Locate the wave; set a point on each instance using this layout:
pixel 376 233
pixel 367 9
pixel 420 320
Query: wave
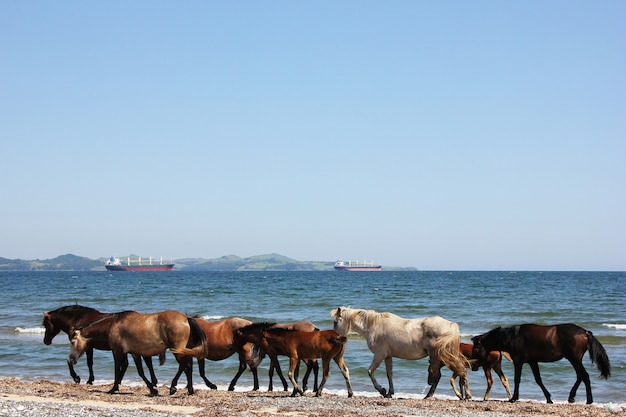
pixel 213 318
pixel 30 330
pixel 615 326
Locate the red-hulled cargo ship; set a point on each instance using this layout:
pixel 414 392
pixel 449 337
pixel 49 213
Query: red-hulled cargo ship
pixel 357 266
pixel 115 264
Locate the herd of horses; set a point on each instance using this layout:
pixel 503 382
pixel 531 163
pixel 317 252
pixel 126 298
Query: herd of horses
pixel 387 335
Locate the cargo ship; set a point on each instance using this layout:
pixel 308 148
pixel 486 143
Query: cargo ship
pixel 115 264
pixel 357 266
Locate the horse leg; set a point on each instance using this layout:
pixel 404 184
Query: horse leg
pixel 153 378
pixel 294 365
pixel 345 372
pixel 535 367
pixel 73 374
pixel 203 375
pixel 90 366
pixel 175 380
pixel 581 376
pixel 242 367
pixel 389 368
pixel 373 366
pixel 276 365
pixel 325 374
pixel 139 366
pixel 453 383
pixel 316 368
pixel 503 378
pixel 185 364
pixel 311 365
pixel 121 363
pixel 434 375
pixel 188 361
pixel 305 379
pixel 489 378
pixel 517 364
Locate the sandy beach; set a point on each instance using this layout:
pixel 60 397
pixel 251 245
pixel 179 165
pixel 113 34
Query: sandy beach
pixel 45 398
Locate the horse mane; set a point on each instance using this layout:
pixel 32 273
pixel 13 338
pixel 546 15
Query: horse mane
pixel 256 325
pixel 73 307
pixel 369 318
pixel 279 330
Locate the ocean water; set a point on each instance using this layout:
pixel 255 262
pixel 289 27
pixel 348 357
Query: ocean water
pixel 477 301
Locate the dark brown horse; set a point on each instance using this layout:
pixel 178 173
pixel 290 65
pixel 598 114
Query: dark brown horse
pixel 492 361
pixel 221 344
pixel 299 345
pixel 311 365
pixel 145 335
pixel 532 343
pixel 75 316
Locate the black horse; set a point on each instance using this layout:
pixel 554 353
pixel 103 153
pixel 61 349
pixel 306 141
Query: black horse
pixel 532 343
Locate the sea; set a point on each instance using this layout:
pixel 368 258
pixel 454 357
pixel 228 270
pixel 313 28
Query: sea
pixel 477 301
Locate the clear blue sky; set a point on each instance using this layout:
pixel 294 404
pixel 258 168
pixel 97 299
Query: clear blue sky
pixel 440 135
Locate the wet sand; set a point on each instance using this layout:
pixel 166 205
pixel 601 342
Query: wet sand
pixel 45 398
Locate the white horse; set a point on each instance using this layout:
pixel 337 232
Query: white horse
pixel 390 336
---
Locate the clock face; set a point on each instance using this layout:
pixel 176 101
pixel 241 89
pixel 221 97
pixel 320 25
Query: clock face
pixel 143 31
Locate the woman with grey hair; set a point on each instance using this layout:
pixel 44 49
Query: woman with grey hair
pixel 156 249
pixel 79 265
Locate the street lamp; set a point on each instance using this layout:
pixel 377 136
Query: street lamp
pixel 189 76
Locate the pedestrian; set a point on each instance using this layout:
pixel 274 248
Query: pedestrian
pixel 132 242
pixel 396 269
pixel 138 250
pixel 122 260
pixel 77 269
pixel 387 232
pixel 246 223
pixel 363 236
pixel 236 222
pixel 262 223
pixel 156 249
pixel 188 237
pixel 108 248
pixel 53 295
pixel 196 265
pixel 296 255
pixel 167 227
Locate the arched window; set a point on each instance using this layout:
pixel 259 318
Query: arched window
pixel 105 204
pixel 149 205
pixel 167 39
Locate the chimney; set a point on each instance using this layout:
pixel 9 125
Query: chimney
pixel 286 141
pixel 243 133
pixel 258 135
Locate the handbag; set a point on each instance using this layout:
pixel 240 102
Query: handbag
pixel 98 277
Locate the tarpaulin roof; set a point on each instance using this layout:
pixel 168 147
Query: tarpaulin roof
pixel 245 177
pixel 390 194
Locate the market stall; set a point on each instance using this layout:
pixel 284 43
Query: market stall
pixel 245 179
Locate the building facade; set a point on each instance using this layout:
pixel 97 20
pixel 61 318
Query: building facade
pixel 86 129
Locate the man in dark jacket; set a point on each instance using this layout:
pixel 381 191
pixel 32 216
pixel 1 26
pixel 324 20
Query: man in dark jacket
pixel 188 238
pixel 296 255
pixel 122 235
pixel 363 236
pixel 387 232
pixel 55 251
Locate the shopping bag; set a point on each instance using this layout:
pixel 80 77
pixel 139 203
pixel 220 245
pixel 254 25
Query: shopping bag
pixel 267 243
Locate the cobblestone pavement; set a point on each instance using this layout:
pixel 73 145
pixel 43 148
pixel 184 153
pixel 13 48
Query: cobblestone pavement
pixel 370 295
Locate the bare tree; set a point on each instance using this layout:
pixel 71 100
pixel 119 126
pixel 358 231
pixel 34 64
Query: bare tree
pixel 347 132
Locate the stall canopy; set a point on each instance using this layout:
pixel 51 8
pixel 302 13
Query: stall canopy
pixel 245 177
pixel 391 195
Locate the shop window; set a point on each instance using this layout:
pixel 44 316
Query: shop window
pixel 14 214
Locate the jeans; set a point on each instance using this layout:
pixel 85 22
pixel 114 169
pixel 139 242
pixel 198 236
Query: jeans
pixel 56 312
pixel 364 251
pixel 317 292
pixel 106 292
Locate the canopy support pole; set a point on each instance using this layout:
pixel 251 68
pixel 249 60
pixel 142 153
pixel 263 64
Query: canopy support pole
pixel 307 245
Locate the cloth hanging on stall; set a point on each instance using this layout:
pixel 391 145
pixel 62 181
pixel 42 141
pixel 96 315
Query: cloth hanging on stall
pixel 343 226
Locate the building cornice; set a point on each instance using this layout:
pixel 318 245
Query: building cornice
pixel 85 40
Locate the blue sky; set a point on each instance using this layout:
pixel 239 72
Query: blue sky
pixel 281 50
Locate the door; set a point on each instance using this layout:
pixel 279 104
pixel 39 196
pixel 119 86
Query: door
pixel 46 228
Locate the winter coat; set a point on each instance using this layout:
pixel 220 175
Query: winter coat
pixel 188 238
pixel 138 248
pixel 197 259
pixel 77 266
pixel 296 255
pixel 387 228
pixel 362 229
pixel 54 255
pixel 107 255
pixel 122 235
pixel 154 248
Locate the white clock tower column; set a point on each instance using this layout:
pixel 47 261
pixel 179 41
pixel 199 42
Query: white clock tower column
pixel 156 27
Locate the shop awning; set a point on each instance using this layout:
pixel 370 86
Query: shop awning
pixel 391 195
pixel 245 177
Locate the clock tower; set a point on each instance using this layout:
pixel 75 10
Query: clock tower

> **WORK INSTRUCTIONS**: How many lines in the items above contain "beach", matching case exactly? Reply with the number alone.

> **RESULT OF THE TASK**: 2